Back at the house, Susan, wearing a revealing nightgown, opens the door for a plant delivery man.


The delivery man quickly tries to attack her, but she fends him off so he can call his nursery. Of course, her eyes glow green again and she makes the man’s ears bleed before his eyeball slips out of his head and she reveals the demon possessing her.


In an inspired bit of surrealism, the film cuts to later as Oliver arrives home, and we find Susan has somehow converted the bedroom into something like the mausoleum, with antique furniture and cobwebs covering everything. 

In a bizarre and memorable sequence, Susan visits the Woodland Hills Promenade mall and steals a painting from an art gallery, then murders the gallery owner by telekinetically lifting him off the ground and dropping him onto a sharp table centerpiece that impales him.


Perhaps oddly, the theft and murder has no consequences for Susan, although she does intentionally break a plate in the kitchen.

Meanwhile, the psychiatrist drives to the cemetery to get the crown of thorns from the mausoleum. As he removes the crown from the mausoleum door, Susan senses it, even though she is locked in a topless embrace with Oliver back at her house. Susan transforms into the demon and kills Oliver with what appear to be demonic nipples, each equipped with a face, mouth, and fangs.


The psychiatrist arrives at Susan’s house. We watch as he walks through every room (including a balcony), and then he eventually confronts Susan in her cobweb-covered room, where she has hidden various bodies. After yelling that he is going to finish what Susan’s father died trying to do (Note: We have never seen or heard of Susan’s father previously), the doctor slams the crown of thorns onto Susan’s head. She squirms for a long time, then green fluid begins seeping from her face (and her demon-nipples’ mouths). She falls to the floor and reverts back to Susan.

In the mausoleum, the demon’s physical form stumbles back to its crypt, urged on by the shadow-figure from the opening (which is apparently not the demon itself). For unknown reasons, the psychiatrist drives Susan to the mausoleum. They enter the crypt and Susan becomes her 10-year-old form to yet again shove the crown of thorns onto the demon’s head. The demon lies down and its eyes close—including the eyes on its nipple-faces.
________________________________________
> **Exercise task 1**: In the film recap, where does Susan steal a painting?
> **Exercise task 2**: Extend the film recap past its final sentence.
The rows play no part in this work.

> **Supplied material**:
________________________________________
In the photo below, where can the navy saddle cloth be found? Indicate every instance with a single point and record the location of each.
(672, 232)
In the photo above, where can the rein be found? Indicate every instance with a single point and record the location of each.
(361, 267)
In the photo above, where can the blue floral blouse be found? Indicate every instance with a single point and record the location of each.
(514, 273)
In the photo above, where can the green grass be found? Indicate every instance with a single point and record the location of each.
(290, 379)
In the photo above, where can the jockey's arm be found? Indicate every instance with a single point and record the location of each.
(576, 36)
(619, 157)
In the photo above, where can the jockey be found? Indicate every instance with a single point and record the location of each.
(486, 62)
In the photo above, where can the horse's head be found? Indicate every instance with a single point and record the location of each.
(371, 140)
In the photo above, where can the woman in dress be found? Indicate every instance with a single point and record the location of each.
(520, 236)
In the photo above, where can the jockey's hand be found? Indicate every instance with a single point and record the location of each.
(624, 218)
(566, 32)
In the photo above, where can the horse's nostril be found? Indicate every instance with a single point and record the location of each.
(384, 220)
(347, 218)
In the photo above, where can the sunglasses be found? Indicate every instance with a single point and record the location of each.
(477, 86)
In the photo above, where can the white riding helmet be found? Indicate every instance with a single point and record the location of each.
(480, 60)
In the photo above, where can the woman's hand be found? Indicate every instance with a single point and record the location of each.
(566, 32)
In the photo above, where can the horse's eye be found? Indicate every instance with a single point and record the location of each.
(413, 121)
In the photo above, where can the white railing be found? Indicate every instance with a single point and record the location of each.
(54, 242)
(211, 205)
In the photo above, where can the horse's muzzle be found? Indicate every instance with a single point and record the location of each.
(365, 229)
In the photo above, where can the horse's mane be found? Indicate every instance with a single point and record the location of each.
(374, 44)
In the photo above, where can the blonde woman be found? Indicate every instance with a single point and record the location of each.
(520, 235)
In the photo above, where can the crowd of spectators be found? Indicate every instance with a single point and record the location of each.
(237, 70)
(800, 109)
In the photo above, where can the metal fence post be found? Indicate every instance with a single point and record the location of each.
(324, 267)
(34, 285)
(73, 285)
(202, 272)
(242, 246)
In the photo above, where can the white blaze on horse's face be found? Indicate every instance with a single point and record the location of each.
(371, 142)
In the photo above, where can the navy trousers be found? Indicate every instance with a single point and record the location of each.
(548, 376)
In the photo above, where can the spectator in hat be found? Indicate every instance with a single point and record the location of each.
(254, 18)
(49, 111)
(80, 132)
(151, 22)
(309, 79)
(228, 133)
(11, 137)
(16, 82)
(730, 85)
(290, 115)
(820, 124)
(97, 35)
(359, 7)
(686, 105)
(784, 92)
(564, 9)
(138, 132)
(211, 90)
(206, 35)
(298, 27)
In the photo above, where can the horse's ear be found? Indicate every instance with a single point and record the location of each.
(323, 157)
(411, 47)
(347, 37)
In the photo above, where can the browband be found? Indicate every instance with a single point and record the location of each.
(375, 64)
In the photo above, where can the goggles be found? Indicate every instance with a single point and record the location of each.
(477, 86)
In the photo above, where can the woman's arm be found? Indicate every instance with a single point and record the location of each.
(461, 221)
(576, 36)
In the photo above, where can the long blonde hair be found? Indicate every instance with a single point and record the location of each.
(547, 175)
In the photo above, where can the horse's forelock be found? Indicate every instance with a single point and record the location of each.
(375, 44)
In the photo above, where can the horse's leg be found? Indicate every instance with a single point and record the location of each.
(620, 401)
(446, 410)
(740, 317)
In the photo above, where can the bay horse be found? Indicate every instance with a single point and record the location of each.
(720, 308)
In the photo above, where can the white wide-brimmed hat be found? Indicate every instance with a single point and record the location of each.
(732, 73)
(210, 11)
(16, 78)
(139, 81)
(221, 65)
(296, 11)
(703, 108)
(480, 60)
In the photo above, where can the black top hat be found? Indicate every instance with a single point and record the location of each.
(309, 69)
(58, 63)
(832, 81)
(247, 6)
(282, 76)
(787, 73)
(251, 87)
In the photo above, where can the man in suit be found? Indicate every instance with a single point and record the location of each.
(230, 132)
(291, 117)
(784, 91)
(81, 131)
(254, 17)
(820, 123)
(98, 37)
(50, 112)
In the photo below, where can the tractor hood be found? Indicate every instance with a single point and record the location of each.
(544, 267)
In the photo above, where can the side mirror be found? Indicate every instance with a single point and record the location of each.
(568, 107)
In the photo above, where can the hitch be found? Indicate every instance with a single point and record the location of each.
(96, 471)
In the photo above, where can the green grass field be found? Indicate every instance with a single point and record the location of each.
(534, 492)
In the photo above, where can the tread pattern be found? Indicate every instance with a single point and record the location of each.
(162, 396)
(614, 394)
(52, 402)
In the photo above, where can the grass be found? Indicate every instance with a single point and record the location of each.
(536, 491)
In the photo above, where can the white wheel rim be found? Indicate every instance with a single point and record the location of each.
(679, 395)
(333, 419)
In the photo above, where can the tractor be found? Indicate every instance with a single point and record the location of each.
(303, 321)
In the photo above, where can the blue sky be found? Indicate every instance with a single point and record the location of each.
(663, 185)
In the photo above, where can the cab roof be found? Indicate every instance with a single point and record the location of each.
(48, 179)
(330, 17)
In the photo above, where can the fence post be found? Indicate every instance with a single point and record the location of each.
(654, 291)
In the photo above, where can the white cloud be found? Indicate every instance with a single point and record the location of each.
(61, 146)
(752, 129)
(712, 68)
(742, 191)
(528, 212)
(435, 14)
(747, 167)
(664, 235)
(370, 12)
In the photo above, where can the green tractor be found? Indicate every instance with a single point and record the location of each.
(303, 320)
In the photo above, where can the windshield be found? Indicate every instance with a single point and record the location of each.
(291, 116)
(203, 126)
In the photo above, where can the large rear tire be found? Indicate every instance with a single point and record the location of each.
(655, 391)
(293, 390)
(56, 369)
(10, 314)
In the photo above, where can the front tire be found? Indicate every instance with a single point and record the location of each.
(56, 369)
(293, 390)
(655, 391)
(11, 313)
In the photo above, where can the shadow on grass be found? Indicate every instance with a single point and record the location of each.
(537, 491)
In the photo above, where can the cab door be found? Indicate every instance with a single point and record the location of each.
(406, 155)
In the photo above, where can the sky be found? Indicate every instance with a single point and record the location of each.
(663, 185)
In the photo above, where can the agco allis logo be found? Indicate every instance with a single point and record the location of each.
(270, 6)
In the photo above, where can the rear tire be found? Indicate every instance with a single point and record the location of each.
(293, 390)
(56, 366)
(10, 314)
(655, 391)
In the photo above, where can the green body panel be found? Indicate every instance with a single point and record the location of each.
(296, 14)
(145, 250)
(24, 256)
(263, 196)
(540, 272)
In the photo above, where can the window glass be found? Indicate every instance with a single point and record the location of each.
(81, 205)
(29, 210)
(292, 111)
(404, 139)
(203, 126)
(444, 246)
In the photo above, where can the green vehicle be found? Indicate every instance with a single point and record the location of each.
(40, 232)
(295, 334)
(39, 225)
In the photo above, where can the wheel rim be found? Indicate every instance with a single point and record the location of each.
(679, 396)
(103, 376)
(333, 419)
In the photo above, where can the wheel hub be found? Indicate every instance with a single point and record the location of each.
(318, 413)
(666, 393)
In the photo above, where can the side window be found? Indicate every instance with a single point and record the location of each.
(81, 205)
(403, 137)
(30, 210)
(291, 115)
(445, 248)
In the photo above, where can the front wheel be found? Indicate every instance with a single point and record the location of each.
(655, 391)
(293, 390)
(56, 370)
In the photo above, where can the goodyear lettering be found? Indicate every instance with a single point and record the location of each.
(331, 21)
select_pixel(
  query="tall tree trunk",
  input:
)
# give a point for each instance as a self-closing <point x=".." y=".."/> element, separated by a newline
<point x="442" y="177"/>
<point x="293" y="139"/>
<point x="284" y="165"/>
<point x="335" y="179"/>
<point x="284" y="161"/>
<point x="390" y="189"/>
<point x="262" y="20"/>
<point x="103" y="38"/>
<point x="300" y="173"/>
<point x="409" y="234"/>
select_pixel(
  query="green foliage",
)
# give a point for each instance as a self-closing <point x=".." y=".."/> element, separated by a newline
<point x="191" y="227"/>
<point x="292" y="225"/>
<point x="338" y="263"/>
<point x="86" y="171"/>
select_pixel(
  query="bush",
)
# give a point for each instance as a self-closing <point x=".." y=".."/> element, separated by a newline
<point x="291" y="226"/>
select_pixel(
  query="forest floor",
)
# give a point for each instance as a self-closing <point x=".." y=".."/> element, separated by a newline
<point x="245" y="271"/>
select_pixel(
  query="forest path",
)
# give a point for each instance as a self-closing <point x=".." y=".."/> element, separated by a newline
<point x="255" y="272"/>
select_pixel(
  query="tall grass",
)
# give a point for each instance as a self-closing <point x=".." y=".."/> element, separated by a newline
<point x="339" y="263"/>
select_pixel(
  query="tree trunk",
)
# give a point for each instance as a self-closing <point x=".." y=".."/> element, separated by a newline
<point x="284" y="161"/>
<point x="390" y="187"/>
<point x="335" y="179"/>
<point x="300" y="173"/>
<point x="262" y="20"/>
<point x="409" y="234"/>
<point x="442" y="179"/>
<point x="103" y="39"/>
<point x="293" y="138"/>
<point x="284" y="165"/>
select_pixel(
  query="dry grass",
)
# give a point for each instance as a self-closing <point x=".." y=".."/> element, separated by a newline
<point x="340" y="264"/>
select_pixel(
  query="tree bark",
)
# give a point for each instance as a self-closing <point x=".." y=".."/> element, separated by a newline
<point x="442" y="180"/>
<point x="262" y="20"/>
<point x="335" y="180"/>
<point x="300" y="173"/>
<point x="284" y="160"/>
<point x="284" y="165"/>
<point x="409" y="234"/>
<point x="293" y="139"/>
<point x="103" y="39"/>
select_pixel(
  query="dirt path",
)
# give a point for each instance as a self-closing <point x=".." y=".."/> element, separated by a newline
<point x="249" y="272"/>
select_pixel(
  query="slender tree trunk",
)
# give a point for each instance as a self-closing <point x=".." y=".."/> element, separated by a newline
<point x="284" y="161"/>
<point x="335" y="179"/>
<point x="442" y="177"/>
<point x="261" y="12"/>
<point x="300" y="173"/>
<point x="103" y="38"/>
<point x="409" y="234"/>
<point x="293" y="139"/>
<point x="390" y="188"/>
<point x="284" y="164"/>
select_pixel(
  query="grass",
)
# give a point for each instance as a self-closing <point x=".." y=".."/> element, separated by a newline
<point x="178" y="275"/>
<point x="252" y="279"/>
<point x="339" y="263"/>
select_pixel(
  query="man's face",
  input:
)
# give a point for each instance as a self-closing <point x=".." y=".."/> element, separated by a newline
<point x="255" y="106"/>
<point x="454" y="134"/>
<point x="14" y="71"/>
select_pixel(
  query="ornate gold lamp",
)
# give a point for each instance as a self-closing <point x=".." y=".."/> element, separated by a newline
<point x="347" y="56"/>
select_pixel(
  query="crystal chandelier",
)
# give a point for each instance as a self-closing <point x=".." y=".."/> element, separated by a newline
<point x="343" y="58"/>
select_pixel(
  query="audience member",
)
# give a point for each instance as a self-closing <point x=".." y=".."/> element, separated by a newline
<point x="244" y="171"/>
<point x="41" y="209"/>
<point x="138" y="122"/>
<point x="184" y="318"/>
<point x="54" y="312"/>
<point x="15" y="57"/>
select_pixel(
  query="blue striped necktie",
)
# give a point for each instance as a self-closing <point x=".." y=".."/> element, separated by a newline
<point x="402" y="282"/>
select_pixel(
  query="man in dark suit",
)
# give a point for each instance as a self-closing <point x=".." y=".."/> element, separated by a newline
________________________________________
> **Exercise response 1**: From an art gallery at the Woodland Hills Promenade mall.

> **Exercise response 2**:
Susan and the doctor walk out of the mausoleum. But the film has one final twist: the caretaker of the cemetery, who wears brown monk-robes, is revealed to be the lustful gardener that Susan killed earlier. He laughs and the filmmakers freeze the frame.

The credits roll over a haunting song:

Love, and other painful things
They take control
And make us lose our wings
To fly to where we’ll be
Alone with memories
Let me live life free again…

To where I’m only me
And not the child who I’m not meant to be
Let’s blow the fire dead
That’s burning in my head
Let me live life free again…

Please let me be for a while
Give me the chance to find myself
Be me for a while
Feel a hundred dreams have come and gone
Just swept away
Not meant to stay
So all that’s left is to play

The end
Will finally close the book
We’ve reached the end
Let’s hope we’ll never look again
To see the pain
And live the fear we knew
We are free again…



Mausoleum has an excellent pedigree, despite the lack of experienced writers and directors. In addition to the stellar cast, the art direction was provided by the great Robert Burns and the creature effects were provided by the great John Carl Buechler (in face, the demon in Mausoleum might be the John Carl Buechlerest of all the John Carl Buechler creations). With all its grotesque death scenes and the liberal sprinkling of nudity throughout the film, Mausoleum is truly one of the high points of 1980s pop-horror.